WHAT IS REQUIRED: If an entry below contains an image, drop the image and retype the rest exactly.

Point-per-instance localization data:
──────

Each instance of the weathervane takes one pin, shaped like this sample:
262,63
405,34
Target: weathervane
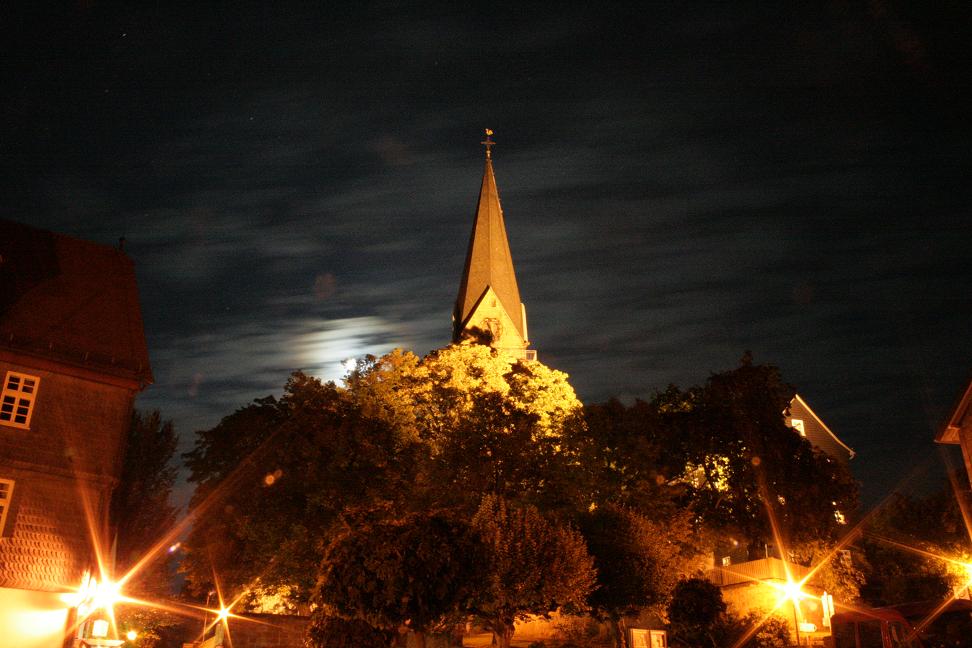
488,143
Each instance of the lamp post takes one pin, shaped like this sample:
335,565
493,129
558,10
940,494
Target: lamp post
208,596
796,620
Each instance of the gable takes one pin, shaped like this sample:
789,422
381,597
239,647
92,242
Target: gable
816,431
71,301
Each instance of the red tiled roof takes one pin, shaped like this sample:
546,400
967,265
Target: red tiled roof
70,300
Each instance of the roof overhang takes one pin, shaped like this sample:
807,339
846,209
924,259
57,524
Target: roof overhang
959,419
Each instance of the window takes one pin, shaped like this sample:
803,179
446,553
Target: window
6,493
17,399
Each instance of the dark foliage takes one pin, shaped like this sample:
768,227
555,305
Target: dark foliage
416,571
335,632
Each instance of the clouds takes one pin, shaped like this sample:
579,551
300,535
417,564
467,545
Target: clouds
681,183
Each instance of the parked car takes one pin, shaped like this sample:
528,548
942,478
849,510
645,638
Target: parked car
879,628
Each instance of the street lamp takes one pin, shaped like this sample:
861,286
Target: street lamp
792,591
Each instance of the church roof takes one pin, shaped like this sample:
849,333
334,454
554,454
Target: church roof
70,301
489,263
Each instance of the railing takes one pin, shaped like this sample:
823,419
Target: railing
757,570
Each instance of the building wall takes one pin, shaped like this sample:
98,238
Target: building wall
32,619
63,467
489,311
78,424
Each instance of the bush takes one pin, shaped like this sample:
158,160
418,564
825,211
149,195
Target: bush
334,632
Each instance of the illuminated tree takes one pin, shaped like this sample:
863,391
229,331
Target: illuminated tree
533,567
931,524
273,478
736,455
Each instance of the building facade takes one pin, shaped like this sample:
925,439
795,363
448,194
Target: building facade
72,359
488,307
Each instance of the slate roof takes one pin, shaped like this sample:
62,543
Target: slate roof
71,301
488,260
817,432
961,417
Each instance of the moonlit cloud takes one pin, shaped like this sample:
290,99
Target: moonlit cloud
296,184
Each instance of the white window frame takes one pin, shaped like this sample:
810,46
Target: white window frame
6,497
19,391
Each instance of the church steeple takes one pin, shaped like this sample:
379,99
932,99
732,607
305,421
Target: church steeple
489,299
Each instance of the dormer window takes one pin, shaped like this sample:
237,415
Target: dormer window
17,399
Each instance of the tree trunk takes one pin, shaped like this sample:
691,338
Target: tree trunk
503,633
620,630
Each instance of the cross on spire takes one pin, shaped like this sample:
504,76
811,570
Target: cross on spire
488,143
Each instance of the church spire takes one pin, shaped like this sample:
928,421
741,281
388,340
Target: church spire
489,299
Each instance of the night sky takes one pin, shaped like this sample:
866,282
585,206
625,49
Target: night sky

──────

FINAL ANSWER:
Each instance of the weathervane takes one pin, shaped like this sample:
262,63
405,34
Target: weathervane
488,143
Each instance of the lamp post takes one pin, shaped like this sample:
335,565
493,129
558,10
940,494
Target: lamp post
208,596
796,620
Each instance of the gable takes one pin, shaped like this sample:
789,422
381,597
239,647
92,242
Target: gable
816,431
71,301
Each instance of the red tiled roof takes one pin, shaped like this sample:
546,400
967,265
Target: red tiled roof
70,300
Each instance of the roof overhang takes one pin, shaped like this sample:
807,339
846,209
924,259
57,524
Target: roof overhang
959,419
Each instance of the window takes one pin, shaped like this sample:
803,179
446,553
Target: window
6,493
17,399
Each instance of the dark foliage takes one pin, shaped like this sample:
768,227
555,305
Target: dark foliage
416,571
335,632
Each instance of the clouds takes one pin, shaped like this sample:
579,551
300,535
417,564
467,545
Target: clouds
681,183
Each instance of the parked car takes one pin, shaped like this sample:
528,548
942,478
849,510
645,638
Target: parked car
879,628
Each instance of the street lamp takes one pin, shaped like this sample:
861,286
Target: street lamp
792,591
Each instance of the church roof takes one pin, shaped like this sample:
849,333
334,454
554,454
Target: church roof
70,301
489,263
Each instance of the railing takes one pin, shaped like this sample:
823,419
Target: railing
757,570
Each instance of the building wall takes one pin, shaped like this sample:
98,238
Target: building wall
32,619
63,467
489,311
78,424
Each instance of the bush takes one pin, shaped like this sample:
158,160
418,564
825,211
149,195
Target: bush
334,632
Each instance of the illuminated tree takes one pin, shaped like this sample:
863,391
229,331
Target: illuminated tree
533,567
931,524
273,478
736,455
Each instance of the building facade takes one pin, shaped like this sample:
925,439
795,363
448,194
Target: building facade
72,359
488,307
Each instance of the slate roof takes one pin, shaped like this sample:
62,543
Target: slate roof
71,301
488,260
817,432
961,417
Each instance of the moonlit cloud takes one pin, shaped like this sample:
290,99
Target: moonlit cloud
296,184
Each instance of the white window frame takes one pin, shaped like this sample:
810,46
Target: white window frame
6,497
19,391
Each instance of the church steeple takes one pin, shaped like this sample:
379,99
932,99
732,607
305,421
Target: church steeple
489,299
Each instance of the dormer window takes one pin, shaped like this sample:
237,415
Target: dormer window
17,399
Each instance of the tree trunk takes one pin, shaped like this sample:
691,338
Target: tree trunk
503,633
620,630
Each instance of the cross on spire takes one pin, shaped like this sample:
504,76
811,570
Target: cross on spire
488,143
Each instance of the church spire takes one pin, shaped like this sample:
928,421
741,281
388,340
Target: church spire
489,299
Each instance of the night sky takes one pin, shaped like this sample:
866,282
585,206
625,49
Target: night sky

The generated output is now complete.